• _Task_
Rewrite the stretch from the line containing "Annotation guideline: every instance of the ribbed" through the end of the items, replacing "marker" with "dot" and keeping everything else the same.

• _Source data_
◇ ◇ ◇
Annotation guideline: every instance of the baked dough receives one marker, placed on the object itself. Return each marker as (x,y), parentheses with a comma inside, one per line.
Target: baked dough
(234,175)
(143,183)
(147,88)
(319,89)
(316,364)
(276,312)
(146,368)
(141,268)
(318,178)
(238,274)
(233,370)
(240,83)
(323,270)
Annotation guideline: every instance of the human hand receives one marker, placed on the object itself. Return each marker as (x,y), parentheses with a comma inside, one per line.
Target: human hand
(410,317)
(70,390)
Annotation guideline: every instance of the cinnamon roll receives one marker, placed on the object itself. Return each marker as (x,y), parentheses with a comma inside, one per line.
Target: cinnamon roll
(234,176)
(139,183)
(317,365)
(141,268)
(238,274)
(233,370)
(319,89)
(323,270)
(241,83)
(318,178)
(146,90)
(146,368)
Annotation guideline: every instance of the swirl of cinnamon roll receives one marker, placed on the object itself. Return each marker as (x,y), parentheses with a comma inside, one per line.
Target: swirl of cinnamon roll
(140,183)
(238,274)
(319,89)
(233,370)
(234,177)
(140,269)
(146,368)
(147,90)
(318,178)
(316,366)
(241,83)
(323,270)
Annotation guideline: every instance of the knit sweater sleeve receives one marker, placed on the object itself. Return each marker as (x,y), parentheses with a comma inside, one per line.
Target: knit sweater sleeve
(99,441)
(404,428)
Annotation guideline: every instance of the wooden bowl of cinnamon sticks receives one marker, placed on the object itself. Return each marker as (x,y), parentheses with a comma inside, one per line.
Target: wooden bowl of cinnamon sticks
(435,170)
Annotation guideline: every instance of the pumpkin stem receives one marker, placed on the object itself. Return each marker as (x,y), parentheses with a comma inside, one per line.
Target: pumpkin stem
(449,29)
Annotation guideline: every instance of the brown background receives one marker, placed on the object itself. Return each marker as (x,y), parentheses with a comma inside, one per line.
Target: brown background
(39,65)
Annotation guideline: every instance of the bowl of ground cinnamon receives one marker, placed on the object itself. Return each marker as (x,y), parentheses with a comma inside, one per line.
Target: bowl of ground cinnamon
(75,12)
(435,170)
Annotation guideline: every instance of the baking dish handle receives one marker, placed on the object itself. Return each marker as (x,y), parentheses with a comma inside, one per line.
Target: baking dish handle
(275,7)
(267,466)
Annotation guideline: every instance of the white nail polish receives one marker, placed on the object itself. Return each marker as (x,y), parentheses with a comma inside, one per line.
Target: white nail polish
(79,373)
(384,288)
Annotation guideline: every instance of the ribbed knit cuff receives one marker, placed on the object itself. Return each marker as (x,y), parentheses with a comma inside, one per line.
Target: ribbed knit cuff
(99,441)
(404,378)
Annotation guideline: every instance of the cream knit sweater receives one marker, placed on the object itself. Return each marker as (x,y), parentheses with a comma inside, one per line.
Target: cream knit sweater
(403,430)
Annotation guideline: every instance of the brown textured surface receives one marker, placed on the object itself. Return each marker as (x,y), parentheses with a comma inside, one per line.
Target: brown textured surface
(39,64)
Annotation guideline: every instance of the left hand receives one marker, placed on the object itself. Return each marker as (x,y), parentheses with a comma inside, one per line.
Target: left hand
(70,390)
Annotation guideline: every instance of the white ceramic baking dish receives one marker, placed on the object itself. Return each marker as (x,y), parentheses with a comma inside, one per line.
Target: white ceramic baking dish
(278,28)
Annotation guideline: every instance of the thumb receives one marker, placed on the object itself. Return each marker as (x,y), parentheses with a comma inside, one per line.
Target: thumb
◇ ◇ ◇
• _Problem solution_
Annotation guideline: every instance of the ribbed knit cuff receives one dot, placed on the object itself. Return each dot as (x,y), parentheses with a comma inside, one per line.
Target: ribbed knit cuff
(99,441)
(404,378)
Annotation guideline: every instance of the cream knit sweater receives one dot, placed on the object itself. Return each dot as (x,y), parentheses with a comma inside, one per line.
Target: cream knit sweater
(403,430)
Annotation guideline: every instance of the brown textured surface receives one dot, placed on the object itself. Return each dot as (x,y), parentheses with a comma inside, one per line.
Target: brown textured surface
(39,64)
Annotation guideline: every instance of the left hand receives one dot, placed on the object itself. Return each dot as (x,y), parentheses with a comma inside, one per line.
Target: left hand
(70,390)
Annotation guideline: every instance of the white ceramic baking dish receives one dot, placed on the object itself. Return each dot as (x,y), parentheses with a comma inside, one per line.
Target: white ceramic baking dish
(278,28)
Annotation guideline: every instance of the thumb receives one dot, placed on the object itself. Return each dot as (x,y), parentheses with a comma inside, one per line.
Target: thumb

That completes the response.